** PROVIDED ENTRIES follows **

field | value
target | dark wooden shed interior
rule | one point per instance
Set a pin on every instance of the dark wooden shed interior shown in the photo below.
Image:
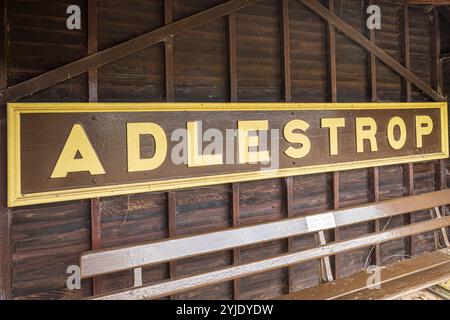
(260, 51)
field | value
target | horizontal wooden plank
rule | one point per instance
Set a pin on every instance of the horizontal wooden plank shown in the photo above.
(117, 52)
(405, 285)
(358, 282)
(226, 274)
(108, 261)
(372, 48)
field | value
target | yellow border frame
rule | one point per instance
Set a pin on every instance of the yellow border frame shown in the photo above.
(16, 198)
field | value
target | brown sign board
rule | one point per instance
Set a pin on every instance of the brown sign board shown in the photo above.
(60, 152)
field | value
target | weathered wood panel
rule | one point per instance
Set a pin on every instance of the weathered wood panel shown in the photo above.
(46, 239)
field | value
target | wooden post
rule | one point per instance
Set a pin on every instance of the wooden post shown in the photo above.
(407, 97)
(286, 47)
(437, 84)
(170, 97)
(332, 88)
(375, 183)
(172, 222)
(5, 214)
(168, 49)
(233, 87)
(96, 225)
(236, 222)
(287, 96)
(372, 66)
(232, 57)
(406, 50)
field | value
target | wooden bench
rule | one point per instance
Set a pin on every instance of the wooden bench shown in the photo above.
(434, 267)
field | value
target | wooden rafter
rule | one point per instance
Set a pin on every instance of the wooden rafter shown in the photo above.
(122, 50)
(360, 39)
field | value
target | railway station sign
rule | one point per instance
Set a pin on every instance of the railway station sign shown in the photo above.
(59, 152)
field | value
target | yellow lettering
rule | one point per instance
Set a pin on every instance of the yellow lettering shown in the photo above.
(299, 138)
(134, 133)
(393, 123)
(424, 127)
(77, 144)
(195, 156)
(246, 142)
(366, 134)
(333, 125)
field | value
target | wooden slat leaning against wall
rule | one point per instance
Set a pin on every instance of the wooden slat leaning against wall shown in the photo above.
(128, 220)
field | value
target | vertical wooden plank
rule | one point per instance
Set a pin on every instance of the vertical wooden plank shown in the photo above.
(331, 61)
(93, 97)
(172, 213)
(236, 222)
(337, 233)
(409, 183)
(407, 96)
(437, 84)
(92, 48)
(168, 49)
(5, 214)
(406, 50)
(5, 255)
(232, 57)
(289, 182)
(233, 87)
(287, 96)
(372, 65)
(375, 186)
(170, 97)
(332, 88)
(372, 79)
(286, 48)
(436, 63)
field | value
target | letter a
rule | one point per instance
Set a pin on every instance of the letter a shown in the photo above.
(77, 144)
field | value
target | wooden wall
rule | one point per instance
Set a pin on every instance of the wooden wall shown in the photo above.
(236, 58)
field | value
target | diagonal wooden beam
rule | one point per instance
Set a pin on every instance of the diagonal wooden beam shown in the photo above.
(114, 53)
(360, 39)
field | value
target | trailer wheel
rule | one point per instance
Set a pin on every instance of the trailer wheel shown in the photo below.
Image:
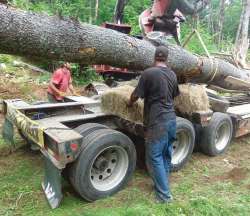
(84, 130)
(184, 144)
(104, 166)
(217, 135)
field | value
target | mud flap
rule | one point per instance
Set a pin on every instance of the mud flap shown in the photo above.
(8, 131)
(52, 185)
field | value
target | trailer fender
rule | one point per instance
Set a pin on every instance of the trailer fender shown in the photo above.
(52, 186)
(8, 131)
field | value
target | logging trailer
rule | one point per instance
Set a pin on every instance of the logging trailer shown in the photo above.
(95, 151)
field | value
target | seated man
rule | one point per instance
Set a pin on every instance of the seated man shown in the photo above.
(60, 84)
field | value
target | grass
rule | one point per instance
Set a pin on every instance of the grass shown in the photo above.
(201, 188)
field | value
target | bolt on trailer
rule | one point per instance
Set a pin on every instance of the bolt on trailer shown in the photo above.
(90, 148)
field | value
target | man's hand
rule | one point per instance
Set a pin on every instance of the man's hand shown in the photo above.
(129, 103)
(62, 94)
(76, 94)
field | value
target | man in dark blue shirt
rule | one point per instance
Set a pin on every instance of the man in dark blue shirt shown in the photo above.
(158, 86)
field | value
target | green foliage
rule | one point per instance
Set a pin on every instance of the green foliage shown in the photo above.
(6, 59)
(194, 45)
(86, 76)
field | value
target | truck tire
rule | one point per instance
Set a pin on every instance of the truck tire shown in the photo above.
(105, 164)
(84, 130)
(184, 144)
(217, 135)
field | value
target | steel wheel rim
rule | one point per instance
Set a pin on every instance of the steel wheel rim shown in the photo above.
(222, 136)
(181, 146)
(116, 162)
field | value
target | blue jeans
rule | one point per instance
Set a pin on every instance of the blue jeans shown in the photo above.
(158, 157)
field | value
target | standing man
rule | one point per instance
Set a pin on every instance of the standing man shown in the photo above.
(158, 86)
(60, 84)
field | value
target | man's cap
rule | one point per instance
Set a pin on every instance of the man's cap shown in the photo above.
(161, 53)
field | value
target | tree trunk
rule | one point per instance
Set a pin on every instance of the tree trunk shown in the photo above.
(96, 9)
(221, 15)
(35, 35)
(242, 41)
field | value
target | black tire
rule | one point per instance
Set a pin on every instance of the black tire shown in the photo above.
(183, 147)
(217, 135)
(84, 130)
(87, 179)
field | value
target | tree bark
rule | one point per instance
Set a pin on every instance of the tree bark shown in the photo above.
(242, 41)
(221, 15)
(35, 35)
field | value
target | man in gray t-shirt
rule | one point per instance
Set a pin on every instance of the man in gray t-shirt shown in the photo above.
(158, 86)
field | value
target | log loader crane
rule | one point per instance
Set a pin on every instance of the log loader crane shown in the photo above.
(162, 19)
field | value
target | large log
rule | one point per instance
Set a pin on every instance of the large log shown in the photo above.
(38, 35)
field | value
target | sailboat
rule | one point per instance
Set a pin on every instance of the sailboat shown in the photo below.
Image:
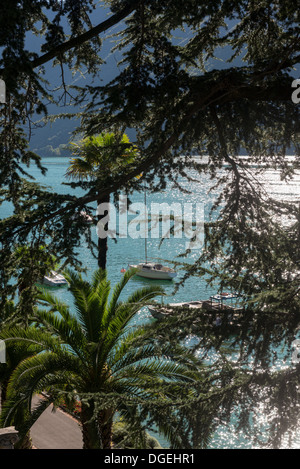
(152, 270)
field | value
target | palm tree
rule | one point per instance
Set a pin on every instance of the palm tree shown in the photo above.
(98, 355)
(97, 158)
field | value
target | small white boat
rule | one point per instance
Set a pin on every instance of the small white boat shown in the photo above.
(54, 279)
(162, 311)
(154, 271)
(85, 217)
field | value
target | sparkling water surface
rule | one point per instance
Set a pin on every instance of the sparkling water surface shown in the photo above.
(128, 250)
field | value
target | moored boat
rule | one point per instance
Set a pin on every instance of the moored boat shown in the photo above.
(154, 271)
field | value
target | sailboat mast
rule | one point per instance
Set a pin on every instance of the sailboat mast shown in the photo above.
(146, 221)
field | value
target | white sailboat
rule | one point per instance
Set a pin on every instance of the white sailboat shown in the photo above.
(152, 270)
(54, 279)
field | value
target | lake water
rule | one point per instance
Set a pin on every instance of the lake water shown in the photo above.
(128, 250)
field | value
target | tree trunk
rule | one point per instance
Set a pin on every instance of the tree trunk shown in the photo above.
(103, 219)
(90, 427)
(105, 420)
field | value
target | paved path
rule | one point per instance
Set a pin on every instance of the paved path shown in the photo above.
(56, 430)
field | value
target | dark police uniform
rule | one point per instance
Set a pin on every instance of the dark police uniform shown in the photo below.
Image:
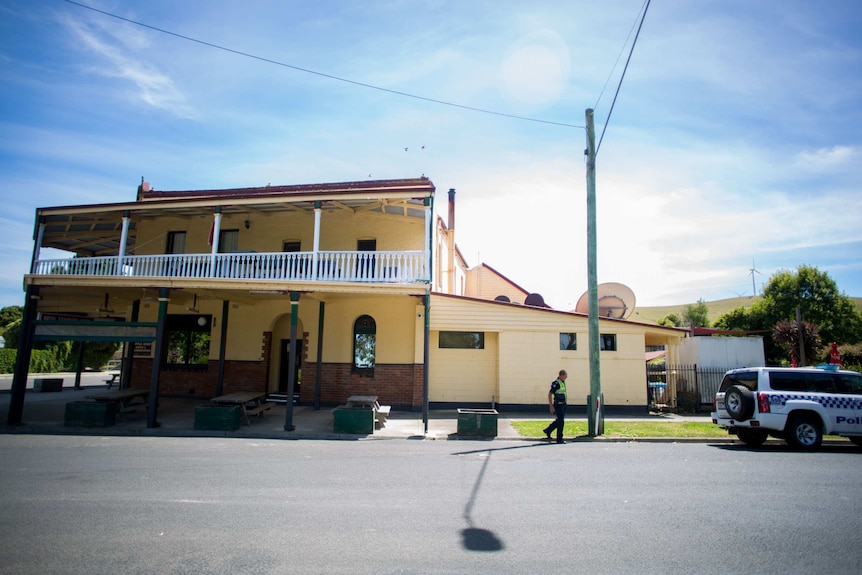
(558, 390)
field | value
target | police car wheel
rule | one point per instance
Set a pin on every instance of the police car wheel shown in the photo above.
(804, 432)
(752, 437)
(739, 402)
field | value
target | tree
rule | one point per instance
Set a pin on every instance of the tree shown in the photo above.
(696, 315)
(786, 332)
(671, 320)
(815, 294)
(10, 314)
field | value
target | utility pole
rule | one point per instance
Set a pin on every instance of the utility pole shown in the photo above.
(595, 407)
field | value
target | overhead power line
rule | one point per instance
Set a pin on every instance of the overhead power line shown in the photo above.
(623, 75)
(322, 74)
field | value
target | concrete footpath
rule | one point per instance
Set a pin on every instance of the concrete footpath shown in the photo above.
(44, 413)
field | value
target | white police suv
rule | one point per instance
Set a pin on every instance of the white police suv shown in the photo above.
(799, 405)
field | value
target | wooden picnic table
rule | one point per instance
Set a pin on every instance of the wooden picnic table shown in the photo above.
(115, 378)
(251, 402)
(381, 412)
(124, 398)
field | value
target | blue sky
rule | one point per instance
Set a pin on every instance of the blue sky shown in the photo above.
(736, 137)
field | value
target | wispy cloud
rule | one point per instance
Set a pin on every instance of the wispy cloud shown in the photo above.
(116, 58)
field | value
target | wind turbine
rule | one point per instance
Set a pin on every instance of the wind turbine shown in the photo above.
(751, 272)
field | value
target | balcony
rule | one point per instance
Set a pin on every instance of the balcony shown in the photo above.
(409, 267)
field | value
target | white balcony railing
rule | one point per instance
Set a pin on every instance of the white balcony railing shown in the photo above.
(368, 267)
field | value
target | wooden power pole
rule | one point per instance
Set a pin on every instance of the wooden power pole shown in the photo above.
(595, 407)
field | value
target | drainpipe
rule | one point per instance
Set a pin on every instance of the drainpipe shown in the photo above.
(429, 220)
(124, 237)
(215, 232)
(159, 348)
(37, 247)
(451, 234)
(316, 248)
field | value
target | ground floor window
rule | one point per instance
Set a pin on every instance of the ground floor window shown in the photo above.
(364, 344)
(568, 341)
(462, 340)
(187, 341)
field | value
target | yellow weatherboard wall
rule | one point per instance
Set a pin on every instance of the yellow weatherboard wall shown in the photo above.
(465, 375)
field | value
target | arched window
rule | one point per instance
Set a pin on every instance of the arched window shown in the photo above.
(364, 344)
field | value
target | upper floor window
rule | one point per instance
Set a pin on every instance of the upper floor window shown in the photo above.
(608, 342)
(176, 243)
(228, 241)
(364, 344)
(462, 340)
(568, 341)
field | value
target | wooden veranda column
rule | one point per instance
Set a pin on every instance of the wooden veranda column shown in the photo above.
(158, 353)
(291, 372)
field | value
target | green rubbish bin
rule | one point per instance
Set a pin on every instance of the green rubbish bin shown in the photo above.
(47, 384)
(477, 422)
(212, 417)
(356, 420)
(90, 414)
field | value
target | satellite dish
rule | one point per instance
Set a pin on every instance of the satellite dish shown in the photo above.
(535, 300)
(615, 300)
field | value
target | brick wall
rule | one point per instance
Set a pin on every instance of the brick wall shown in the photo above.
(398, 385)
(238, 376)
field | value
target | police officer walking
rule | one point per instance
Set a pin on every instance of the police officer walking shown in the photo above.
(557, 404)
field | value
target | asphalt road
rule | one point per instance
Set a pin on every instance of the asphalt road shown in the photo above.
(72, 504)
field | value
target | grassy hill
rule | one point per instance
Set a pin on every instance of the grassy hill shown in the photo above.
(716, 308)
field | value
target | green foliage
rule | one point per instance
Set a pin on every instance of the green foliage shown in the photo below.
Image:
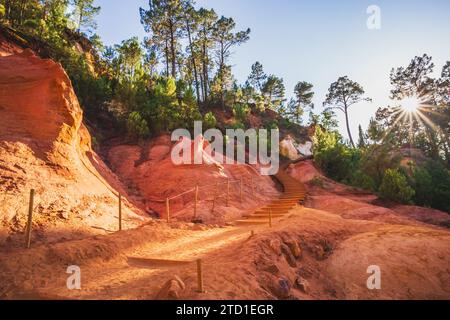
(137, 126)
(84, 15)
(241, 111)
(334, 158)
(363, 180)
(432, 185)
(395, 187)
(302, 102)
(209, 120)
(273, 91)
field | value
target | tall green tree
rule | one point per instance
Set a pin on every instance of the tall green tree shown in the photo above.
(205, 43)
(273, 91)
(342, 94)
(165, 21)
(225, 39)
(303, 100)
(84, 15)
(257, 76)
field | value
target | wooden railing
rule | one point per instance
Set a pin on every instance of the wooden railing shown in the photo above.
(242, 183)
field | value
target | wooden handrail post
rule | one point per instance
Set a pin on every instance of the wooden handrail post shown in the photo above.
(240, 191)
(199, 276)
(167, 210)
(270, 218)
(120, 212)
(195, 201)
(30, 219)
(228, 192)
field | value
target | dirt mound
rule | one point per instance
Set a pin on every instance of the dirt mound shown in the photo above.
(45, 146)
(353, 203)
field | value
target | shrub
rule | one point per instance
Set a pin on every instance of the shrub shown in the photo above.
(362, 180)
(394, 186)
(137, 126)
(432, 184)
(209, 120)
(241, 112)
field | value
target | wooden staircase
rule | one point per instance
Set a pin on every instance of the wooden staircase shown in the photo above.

** End of PROVIDED ENTRIES **

Take the records above and return, word for word, only the lines that fall from the line with "Set a pin on every instance of the balcony" to the line with "target | yellow weatherboard wall", both of them included.

Set a pin on every instance of the balcony shown in the photo above.
(409, 267)
field | value
target | white balcony railing
rule | one point per instance
Set a pin on every instance of the white balcony railing shown in the photo above.
(368, 267)
field | value
target | wooden power pole
rule | one point per instance
Set a pin on every instance of the wooden power pole shown in the photo above.
(595, 407)
field | value
target | drainpipe
rule | one point per instance
Set a pin on every instance of the drainpipe shown in the photo above.
(429, 220)
(124, 237)
(215, 232)
(159, 348)
(37, 247)
(451, 234)
(316, 248)
field | value
target | ground floor window
rule | one point per instance
Set a pin on every instance of the ground floor window shown in the photo above.
(364, 344)
(568, 341)
(462, 340)
(187, 341)
field | value
target | yellow weatherboard wall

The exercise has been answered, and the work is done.